To do →
Reproduce each line of the items below verbatim, changing no character.

Supplied material →
"""

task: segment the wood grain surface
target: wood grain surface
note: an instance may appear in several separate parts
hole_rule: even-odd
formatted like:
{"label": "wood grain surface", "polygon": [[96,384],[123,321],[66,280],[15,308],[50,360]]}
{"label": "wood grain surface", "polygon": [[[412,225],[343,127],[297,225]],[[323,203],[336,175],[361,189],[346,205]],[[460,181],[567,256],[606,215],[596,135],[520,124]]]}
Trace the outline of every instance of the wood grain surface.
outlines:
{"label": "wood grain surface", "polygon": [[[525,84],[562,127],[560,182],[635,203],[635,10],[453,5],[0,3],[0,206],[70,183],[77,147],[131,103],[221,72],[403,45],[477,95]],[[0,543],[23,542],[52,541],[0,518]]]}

"""

The answer →
task: segment the wood grain surface
target: wood grain surface
note: an instance may appear in several separate parts
hole_rule: even-odd
formatted like:
{"label": "wood grain surface", "polygon": [[96,384],[123,321],[66,280],[15,308],[50,360]]}
{"label": "wood grain surface", "polygon": [[[412,225],[343,127],[297,225]],[[323,203],[336,175],[361,189],[346,205]],[[460,181],[567,256],[606,215],[596,135],[520,124]]]}
Trace the outline of every instance of the wood grain surface.
outlines:
{"label": "wood grain surface", "polygon": [[[525,84],[562,127],[560,182],[635,203],[635,10],[453,5],[0,3],[0,206],[70,183],[77,147],[131,103],[221,72],[403,45],[477,95]],[[0,543],[23,542],[52,541],[0,518]]]}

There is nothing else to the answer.